# INSTRUCTION
Switch each "marker" in the entries below to "point", and reproduce everything else unchanged.
[START]
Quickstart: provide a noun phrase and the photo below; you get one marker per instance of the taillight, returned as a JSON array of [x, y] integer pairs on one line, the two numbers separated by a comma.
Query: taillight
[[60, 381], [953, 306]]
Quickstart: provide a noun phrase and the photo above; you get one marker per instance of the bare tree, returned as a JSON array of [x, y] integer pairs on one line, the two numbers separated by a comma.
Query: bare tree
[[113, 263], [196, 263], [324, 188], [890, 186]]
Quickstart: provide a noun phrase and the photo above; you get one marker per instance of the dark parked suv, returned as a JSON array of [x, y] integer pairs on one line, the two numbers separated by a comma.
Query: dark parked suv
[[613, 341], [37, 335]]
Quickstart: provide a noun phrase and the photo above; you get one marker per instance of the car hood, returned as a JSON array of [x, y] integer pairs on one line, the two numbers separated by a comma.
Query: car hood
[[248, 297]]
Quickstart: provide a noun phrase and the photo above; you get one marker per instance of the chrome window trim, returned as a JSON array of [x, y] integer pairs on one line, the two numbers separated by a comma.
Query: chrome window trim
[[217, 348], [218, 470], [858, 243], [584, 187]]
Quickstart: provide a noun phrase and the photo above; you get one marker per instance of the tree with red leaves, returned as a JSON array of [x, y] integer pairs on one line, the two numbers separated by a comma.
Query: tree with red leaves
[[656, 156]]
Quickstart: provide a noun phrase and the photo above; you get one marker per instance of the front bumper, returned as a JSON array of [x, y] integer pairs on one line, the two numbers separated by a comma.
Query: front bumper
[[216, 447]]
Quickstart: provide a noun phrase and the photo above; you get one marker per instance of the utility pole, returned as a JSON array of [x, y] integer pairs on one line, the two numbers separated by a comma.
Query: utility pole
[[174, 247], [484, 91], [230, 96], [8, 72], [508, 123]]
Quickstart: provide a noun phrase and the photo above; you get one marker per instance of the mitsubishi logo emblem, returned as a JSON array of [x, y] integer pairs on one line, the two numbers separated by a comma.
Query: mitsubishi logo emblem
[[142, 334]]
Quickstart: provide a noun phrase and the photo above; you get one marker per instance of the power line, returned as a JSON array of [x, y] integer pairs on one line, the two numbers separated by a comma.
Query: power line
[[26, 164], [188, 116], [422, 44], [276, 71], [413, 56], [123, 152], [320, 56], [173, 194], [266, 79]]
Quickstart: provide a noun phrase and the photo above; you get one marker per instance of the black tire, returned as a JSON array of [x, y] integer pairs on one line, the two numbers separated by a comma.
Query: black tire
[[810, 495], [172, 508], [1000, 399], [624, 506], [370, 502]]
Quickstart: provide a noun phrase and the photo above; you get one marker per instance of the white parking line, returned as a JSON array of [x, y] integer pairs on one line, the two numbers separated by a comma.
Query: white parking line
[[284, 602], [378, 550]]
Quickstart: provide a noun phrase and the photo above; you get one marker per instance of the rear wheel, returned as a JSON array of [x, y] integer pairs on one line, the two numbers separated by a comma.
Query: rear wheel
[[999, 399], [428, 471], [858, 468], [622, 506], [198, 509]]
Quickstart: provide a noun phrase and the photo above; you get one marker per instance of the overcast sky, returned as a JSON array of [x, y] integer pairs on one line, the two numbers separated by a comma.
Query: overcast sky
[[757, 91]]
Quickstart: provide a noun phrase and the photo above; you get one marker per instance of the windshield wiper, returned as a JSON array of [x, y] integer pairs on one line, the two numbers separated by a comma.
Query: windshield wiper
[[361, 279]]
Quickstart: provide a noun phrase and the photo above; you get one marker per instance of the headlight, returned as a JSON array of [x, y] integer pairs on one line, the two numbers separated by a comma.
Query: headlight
[END]
# CORRECT RESULT
Quickstart: provide a noun phrase and the photo below; you get one point per instance of the taillight, returned as a JSON array of [x, y] integer pairs on one line, the two numbers separated by a comma.
Query: taillight
[[60, 381], [953, 306]]
Quickstart: provide a noun phrase and the photo above; you get one point per instance of the bare tree, returned as a JSON array of [x, y] integer pairs on one line, the two numbers separated by a comma.
Query: bare tree
[[113, 263], [196, 263], [324, 188], [890, 186]]
Quickstart: provide a noun phrase and the photo above; you get one point per instance of the dark parked suv, returned as a JSON array of [x, y] integer pairs on one line, the two numbers separated by a comma.
Query: dark parked suv
[[613, 341], [37, 335]]
Quickstart: provide a noun phrase and the photo above; you get one point per instance of the car hood, returned as a JSON array of [x, y] integer pairs on one line, the two numbers separated by a comma.
Query: car hood
[[248, 297]]
Quickstart: provide a noun phrase and the photo above; you get one point per instance of the chrome window trim, returned as a JSON array of [x, y] integer pairs on one line, the two numbers separated by a comma.
Query: chrome window trim
[[217, 348], [218, 470], [858, 243], [584, 187]]
Quickstart: provide a noun phrase and the photo above; you get one point per instance of the tree with red leaves, returned as a JSON array of [x, y] integer pairs on one line, the two numbers separated by a comma.
Query: tree with red leaves
[[656, 156]]
Quickstart: provide a noun phrase and the photo above; you get one point per instance of the front bumper, returned as a JSON array of [x, y] integer pairs on one line, the two numbers separated by a comma.
Query: front bumper
[[216, 447]]
Quickstart: provide a noun phrase and the photo above; you get one point per instance of the utility pole, returned as a JSON array of [x, y] integer pairs on one line, the two numbers separated by a comma.
Query: utility pole
[[174, 247], [484, 91], [230, 96], [8, 72], [508, 123]]
Quickstart: provide a noun phrase and the photo above; you get one point per instance of the mitsubishi logo emblem, returned as a JSON array of [x, y] integer pairs on one line, the two numbers separated by a comma.
Query: mitsubishi logo emblem
[[142, 334]]
Quickstart: provide a noun phrase and the photo above; you get one point per instance of the power line, returned as a JSON array of [x, y] integer pairs on one line, the two numbers separated by a comma.
Query: power line
[[26, 164], [188, 116], [422, 44], [276, 71], [413, 56], [123, 152], [320, 56], [173, 194], [266, 79]]
Quickstart: provide a noun phrase and the photo above; you get one point per instance of the black tire, returned as a JSON array of [x, y] integer pairs on one line, the two numbers separated by a comma.
Query: black tire
[[810, 495], [172, 508], [1000, 399], [624, 506], [370, 502]]
Quickstart: provide a noun phrase and the photo above; you get one point per instance of the white parking line, returned as a JSON array of [x, y] integer pairs on one line, the two numbers separated by a comma.
Query: white parking line
[[284, 602], [378, 550]]
Quickstart: provide a noun phrase and the photo above; you get one point per instance of the rear wheel, returned as a JSON array of [x, y] integer pairs on one line, the two numbers separated by a comma.
Query: rear wheel
[[999, 399], [428, 471], [858, 468], [622, 506], [198, 509]]
Quickstart: provide a noun phrase and the photo above; you get one point per instance of the overcast sky, returned as a JSON array of [x, y] integer pairs on one line, the two numbers separated by a comma.
Query: overcast sky
[[757, 91]]
Quickstart: provide a noun phrase and the photo above; you get one point per instance of the windshield wiper, returned as a JSON array of [x, y] integer pairs on one line, the two numbers separated by a comma.
Query: windshield wiper
[[361, 279]]
Quickstart: provide a noun phrase and the photo above; you get one point per instance of the headlight, returned as a JSON array of [x, y] integer pairs on one line, the two numbers separated by a comma.
Query: headlight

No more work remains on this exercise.